%%
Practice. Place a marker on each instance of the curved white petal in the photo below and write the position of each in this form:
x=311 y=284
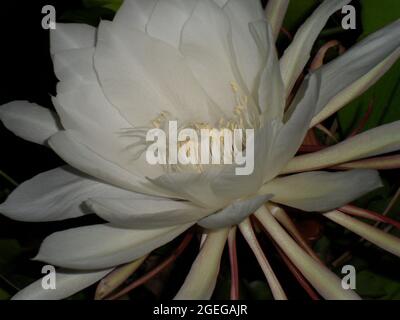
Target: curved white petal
x=82 y=107
x=234 y=214
x=71 y=36
x=145 y=77
x=322 y=191
x=248 y=56
x=134 y=14
x=322 y=279
x=298 y=53
x=355 y=89
x=74 y=67
x=271 y=93
x=275 y=12
x=143 y=212
x=201 y=280
x=168 y=18
x=382 y=239
x=29 y=121
x=55 y=195
x=103 y=246
x=383 y=139
x=67 y=284
x=193 y=187
x=342 y=72
x=84 y=159
x=207 y=47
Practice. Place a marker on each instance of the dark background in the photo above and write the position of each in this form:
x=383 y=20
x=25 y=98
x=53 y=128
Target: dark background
x=26 y=74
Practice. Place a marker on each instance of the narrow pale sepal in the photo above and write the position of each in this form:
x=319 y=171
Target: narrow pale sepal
x=382 y=239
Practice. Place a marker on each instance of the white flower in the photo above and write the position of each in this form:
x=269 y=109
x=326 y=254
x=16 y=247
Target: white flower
x=200 y=62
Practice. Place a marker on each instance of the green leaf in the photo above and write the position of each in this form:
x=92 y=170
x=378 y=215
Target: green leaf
x=297 y=13
x=113 y=5
x=385 y=94
x=374 y=286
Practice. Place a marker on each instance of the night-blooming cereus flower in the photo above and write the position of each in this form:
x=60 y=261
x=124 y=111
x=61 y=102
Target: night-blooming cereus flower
x=201 y=63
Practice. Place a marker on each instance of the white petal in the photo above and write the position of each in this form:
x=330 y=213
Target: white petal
x=207 y=47
x=271 y=93
x=356 y=89
x=249 y=58
x=357 y=62
x=297 y=54
x=83 y=108
x=134 y=14
x=75 y=67
x=103 y=246
x=275 y=11
x=29 y=121
x=55 y=195
x=383 y=139
x=289 y=138
x=221 y=3
x=168 y=18
x=322 y=191
x=320 y=277
x=201 y=280
x=71 y=36
x=67 y=284
x=144 y=77
x=382 y=239
x=143 y=212
x=82 y=158
x=234 y=214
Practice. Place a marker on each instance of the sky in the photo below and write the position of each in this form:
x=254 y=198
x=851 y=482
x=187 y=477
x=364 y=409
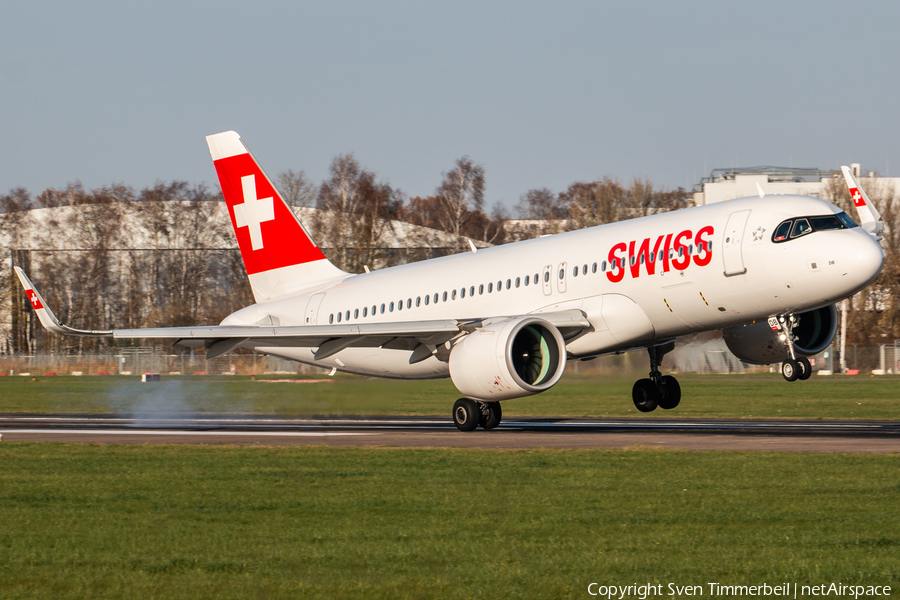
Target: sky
x=541 y=94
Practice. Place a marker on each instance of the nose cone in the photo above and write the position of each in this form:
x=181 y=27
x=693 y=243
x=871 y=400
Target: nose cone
x=864 y=260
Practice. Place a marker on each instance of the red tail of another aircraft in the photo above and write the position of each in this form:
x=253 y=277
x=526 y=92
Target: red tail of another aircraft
x=279 y=255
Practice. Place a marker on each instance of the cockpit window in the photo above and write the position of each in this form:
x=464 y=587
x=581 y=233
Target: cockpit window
x=782 y=232
x=801 y=227
x=847 y=220
x=824 y=223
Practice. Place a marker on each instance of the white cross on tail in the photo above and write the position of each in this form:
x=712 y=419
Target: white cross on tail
x=253 y=211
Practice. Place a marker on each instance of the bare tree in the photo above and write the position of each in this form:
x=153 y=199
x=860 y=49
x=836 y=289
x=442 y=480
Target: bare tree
x=296 y=189
x=460 y=195
x=596 y=203
x=355 y=213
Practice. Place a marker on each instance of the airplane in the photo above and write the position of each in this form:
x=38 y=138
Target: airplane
x=502 y=322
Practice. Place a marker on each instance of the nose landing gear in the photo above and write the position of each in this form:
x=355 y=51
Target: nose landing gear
x=659 y=390
x=468 y=414
x=793 y=368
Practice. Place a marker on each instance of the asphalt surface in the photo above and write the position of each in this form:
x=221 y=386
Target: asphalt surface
x=402 y=431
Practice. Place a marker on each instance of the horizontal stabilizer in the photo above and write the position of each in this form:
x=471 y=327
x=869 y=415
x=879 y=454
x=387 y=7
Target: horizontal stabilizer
x=46 y=316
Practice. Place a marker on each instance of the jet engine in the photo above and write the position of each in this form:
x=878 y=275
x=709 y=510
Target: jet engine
x=509 y=359
x=757 y=343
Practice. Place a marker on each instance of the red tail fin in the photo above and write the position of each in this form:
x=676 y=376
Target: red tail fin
x=279 y=255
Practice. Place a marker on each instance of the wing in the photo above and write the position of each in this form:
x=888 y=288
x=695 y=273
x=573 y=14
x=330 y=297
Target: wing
x=420 y=337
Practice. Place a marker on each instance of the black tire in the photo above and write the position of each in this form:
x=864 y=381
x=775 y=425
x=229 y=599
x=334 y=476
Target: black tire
x=790 y=369
x=495 y=414
x=466 y=414
x=645 y=395
x=805 y=368
x=670 y=393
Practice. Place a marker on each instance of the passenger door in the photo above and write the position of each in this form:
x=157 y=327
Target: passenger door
x=732 y=241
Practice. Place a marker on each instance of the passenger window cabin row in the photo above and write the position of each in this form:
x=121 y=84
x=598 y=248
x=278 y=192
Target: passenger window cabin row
x=471 y=291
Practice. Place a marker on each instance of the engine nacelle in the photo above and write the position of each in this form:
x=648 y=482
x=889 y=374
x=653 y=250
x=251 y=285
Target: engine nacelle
x=510 y=359
x=756 y=342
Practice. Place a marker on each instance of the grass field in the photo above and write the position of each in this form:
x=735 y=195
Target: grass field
x=80 y=521
x=575 y=396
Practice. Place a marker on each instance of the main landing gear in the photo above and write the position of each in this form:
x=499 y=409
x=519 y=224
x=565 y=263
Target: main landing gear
x=793 y=368
x=469 y=414
x=659 y=390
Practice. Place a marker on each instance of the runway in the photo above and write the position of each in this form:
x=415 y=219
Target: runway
x=405 y=431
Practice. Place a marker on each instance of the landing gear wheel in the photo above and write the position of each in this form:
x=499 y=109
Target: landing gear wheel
x=645 y=395
x=493 y=416
x=669 y=393
x=790 y=369
x=805 y=368
x=466 y=414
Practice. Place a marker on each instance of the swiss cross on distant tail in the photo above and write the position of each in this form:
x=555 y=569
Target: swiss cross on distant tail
x=35 y=301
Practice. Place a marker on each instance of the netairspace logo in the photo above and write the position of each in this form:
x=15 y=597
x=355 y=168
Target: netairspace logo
x=715 y=590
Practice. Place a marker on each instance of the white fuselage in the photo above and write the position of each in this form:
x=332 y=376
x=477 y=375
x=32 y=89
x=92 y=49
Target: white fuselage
x=739 y=277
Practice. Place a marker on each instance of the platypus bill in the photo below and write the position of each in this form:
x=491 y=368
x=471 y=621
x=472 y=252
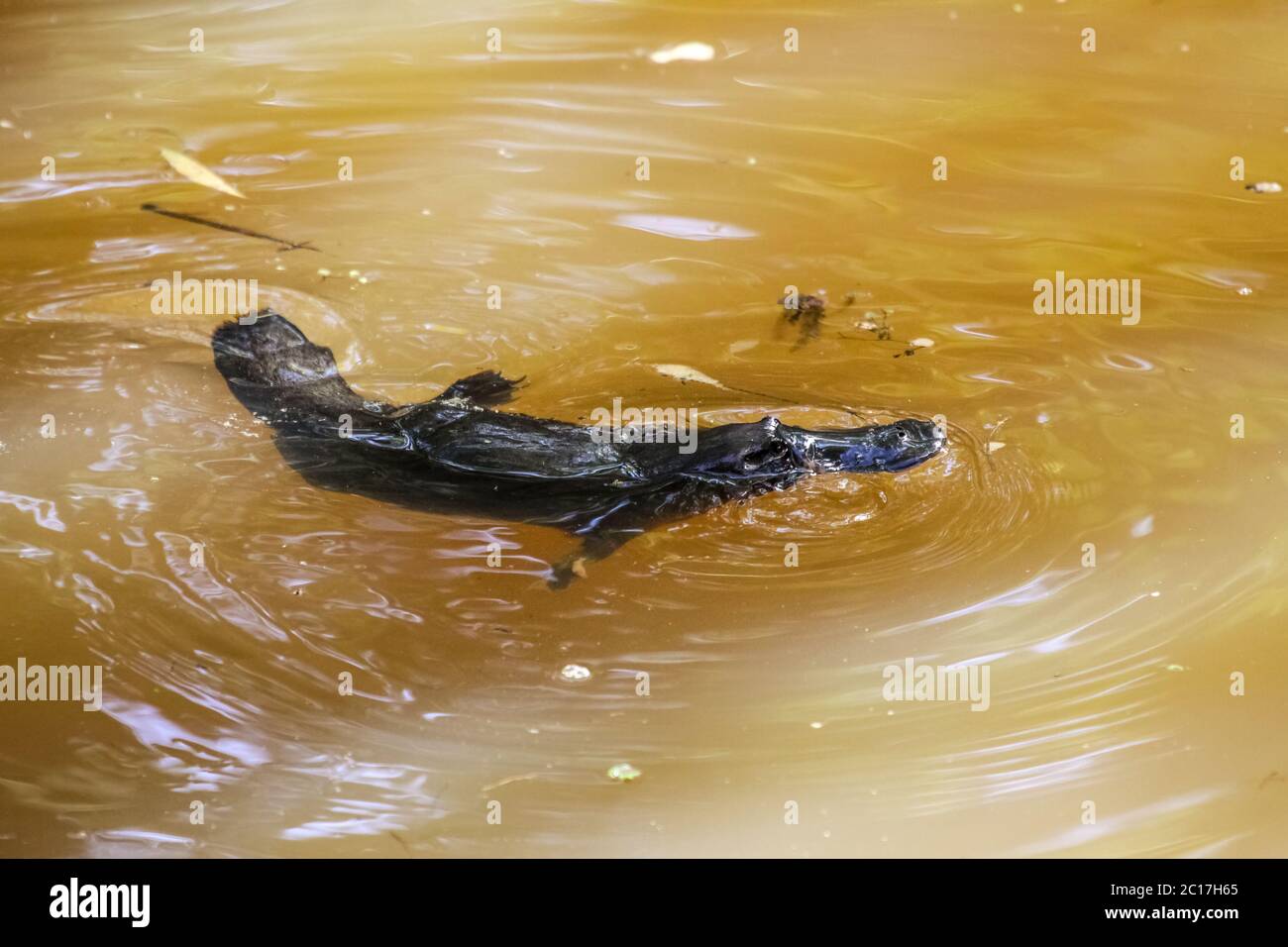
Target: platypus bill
x=458 y=454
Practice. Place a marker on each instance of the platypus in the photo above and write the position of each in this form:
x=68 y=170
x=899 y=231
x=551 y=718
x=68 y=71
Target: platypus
x=459 y=454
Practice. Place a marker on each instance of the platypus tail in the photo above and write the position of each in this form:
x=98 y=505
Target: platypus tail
x=279 y=375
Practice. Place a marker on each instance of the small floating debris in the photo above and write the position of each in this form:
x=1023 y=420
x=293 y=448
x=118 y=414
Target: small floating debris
x=686 y=52
x=809 y=312
x=623 y=772
x=877 y=324
x=683 y=372
x=230 y=228
x=197 y=172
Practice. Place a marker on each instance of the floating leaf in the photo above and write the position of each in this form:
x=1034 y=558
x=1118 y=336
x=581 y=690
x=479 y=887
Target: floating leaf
x=684 y=372
x=197 y=172
x=690 y=52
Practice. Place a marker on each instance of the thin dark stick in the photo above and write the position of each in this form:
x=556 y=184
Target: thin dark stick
x=231 y=228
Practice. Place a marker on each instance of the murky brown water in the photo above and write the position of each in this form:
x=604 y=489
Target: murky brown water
x=1109 y=684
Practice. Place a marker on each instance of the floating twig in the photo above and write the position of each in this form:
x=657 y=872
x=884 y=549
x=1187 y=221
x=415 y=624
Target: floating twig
x=230 y=228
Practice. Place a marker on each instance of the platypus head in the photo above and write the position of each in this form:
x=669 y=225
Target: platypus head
x=269 y=352
x=879 y=447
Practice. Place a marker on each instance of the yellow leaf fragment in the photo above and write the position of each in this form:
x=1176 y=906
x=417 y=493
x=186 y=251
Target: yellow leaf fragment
x=197 y=172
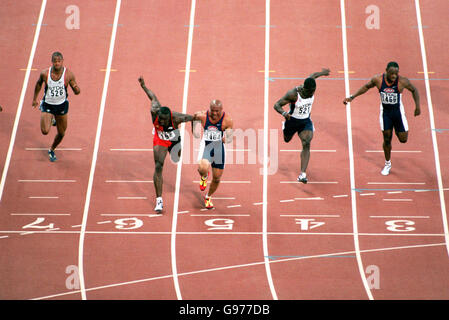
%%
* [GIVEN TASK] Can you copy out, word for word, the lines starting at the one that contains "Practice. Place a marker on each instance of the swiss" and ending at the one that contains "x=715 y=590", with both of those lines included?

* [EXPECTED ANSWER]
Practice. Place a marker on each instance of the swiss cross on distant tail in the photo above and write the position of each in this form:
x=555 y=569
Target: swiss cross on distant tail
x=35 y=301
Practice. Place a marker on each instance of the netairspace logo in the photo above and write the position of each in this form:
x=15 y=597
x=355 y=168
Target: netairspace logo
x=715 y=590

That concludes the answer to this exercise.